**Selection:**
***

[arin-ppml] Comments: Draft Policy ARIN-2025-7

Eric C. Landgraf echarlie at vt.edu
Wed Nov 19 17:28:54 EST 2025


> Date: Tue, 18 Nov 2025 09:47:52 -0500
> From: Lily Edinam Botsyoe <lilybotsyoe at gmail.com>
> To: arin-ppml at arin.net
> Subject: [arin-ppml] Comments: Draft Policy ARIN-2025-7
>
> *Clarifications and Support*
> 
>    - *Policy Support:* One member explicitly stated *they do not support* the
>    current proposed change, suggesting a more fundamental cleanup is needed.
>
>    - *Current Policy:* Under existing policy, an end-user single-site
>    allocation is a /48, while an ISP must receive at least a /40.
>    - From Staff:
>       - Historically, RSD has not experienced any problems with the
>       existing policy text as the policy states that organizations may  receive an
>       initial assignment of /48, and requests for larger than a /48 are based on
>       the number of sites in the organization?s network.  It is understood the
>       75% threshold applies only to requests larger than /48.

***

**Task 1:** Name every header field that appears in the quoted message within the mailing-list post on Draft Policy ARIN-2025-7.
**Task 2:** Write the next part of the mailing-list post on Draft Policy ARIN-2025-7, starting after its final sentence.

**Data listing:**
***

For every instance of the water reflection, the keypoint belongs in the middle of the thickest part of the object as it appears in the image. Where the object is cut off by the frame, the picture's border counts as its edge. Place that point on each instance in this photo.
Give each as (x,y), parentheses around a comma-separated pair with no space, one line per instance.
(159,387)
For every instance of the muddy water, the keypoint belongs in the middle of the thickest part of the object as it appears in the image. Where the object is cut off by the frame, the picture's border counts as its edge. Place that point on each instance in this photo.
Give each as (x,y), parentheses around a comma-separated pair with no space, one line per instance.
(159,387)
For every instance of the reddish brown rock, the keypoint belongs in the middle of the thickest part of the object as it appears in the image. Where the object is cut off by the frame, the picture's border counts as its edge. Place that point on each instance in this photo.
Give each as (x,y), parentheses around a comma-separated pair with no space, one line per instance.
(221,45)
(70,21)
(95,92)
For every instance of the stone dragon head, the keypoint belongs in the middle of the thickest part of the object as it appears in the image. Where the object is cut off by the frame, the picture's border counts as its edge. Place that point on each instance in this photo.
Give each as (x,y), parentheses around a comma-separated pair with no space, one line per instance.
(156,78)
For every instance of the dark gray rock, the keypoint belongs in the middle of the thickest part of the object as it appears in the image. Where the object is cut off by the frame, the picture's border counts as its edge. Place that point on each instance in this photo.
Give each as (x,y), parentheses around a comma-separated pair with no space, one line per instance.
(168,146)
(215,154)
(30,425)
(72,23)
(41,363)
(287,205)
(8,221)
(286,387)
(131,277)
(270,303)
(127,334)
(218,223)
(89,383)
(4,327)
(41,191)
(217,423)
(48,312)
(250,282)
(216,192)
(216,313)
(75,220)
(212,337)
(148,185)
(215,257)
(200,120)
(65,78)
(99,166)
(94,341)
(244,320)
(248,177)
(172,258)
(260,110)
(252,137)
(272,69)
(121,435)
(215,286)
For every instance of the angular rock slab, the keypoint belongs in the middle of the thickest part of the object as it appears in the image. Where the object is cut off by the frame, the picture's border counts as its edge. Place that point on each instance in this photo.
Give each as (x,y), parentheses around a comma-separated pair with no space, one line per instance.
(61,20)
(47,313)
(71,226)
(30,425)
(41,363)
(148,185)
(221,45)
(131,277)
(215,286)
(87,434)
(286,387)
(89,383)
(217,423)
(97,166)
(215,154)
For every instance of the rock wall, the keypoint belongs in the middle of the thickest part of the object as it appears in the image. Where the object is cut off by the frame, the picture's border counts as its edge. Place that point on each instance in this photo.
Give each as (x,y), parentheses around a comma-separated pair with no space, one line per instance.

***

**Final answer 1:** Date, From, To, Subject

**Final answer 2:**
Regarding the general language and the staff review, I'll note that the
paragraph *before* the one under discussion is critical to
interpretation:

| Organizations that meet at least one of the initial assignment criteria
| above are eligible to receive an initial assignment of /48. Requests for
| larger initial assignments, reasonably justified with supporting
| documentation, will be evaluated based on the number of sites in an
| organization’s network and the number of subnets needed to support any
| extra-large sites defined below.

The interpretation is pretty clear here, and the second paragraph only
needs a pretty subtle language shift (as proposed) to improve overall
clarity. Personally, I think this could be simply changed from:

| The initial assignment size will be determined by the number of sites
| justified below.

to

| Larger initial assignment sizes...

Which would clearly indicate that you need to reference the prior
paragraph. I also suspect this would be an editorial change.

I think there's a fair question whether 6.5.8 and 6.5.2 should be
merged and cleaned up: is the distinction between an LIR and an End-user
valuable in IPv6 allocation, and do we expect organizations requesting
resources to *know* which they are? And I think this was what a lot of
the conversation about initial allocation sizes were. But I also think
that or changing the initial allocation size would be a policy proposal
distinct from this one.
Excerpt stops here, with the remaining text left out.